____ Source text

Note how the logit function maps any input value to $[0,1]$ in a continuous way. The other plot above is for another classification likelihood is implemented in Shogun is the Gaussian CDF function

$p(\mathbf{y}|\mathbf{f})=\prod_{i=1}^n p(y_i|f_i)=\prod_{i=1}^n \Phi(y_i f_i),$

where $\Phi:\mathbb{R}\rightarrow [0,1]$ is the cumulative distribution function (CDF) of the standard Gaussian distribution $\mathcal{N}(0,1)$. It is implemented in the Shogun class CProbitLikelihood and using it is refered to as *probit regression*. While the Gaussian CDF has some convinient properties for integrating over it (and thus allowing some different modelling decisions), it doesn not really matter what you use in Shogun in most cases. However, for the sake of completeness, it is also potted above, being very similar to the logit likelihood.

________
____ Data rows

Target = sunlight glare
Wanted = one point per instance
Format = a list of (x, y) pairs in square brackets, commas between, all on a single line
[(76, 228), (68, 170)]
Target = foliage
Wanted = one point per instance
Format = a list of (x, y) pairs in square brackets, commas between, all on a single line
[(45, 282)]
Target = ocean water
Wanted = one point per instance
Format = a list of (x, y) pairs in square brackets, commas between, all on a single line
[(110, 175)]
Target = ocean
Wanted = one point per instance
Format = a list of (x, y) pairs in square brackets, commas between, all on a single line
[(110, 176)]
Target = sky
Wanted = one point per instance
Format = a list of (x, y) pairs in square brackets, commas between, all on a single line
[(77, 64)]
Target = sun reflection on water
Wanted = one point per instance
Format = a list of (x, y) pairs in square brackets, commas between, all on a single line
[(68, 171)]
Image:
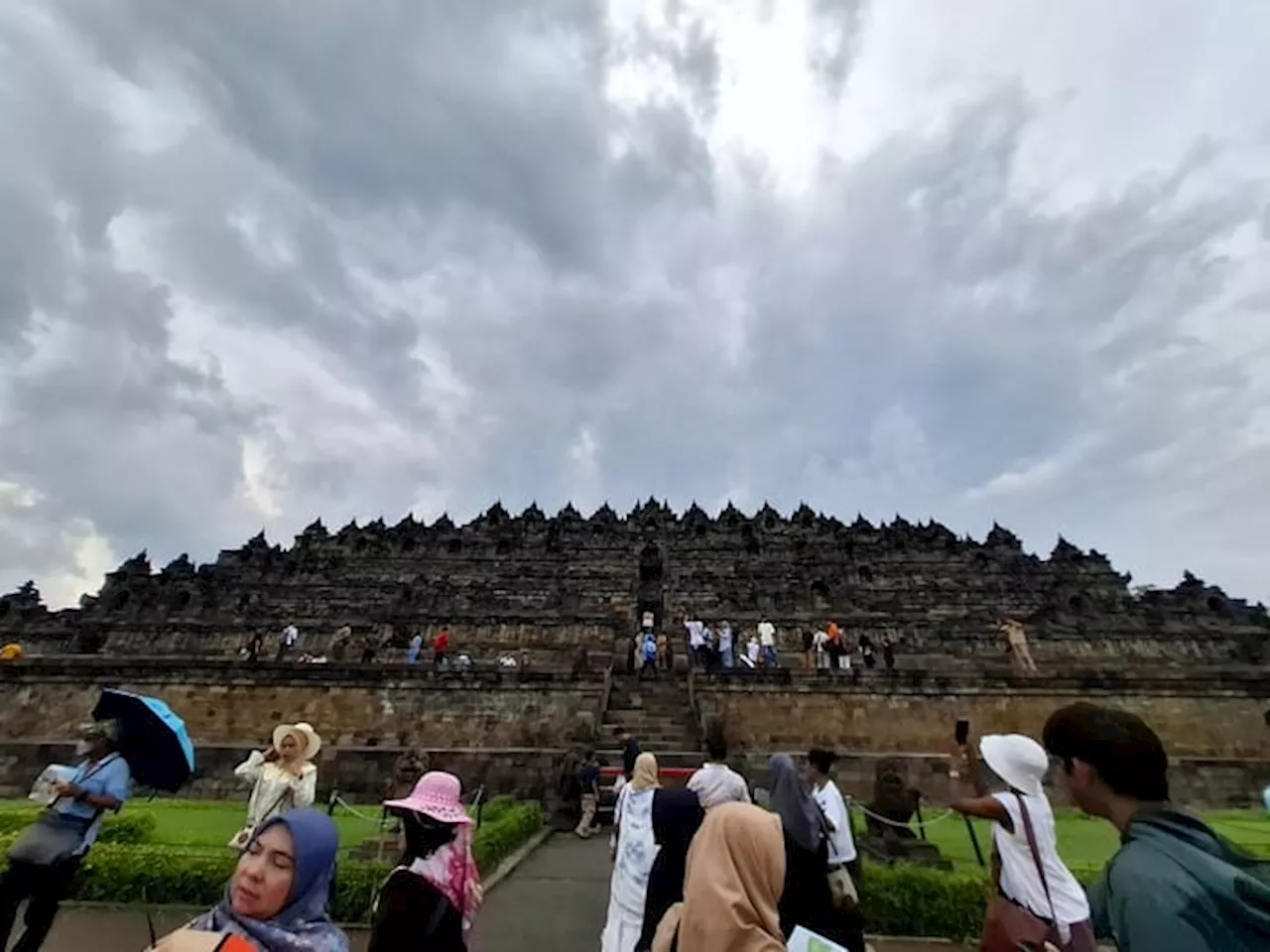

________

» Do this:
Edit the probit likelihood text, starting at "Note how the" and ending at "the logit likelihood.", so that "Gaussian CDF" becomes "normal CDF" throughout, and give that stretch back.

» Reply:
Note how the logit function maps any input value to $[0,1]$ in a continuous way. The other plot above is for another classification likelihood is implemented in Shogun is the normal CDF function

$p(\mathbf{y}|\mathbf{f})=\prod_{i=1}^n p(y_i|f_i)=\prod_{i=1}^n \Phi(y_i f_i),$

where $\Phi:\mathbb{R}\rightarrow [0,1]$ is the cumulative distribution function (CDF) of the standard Gaussian distribution $\mathcal{N}(0,1)$. It is implemented in the Shogun class CProbitLikelihood and using it is refered to as *probit regression*. While the normal CDF has some convinient properties for integrating over it (and thus allowing some different modelling decisions), it doesn not really matter what you use in Shogun in most cases. However, for the sake of completeness, it is also potted above, being very similar to the logit likelihood.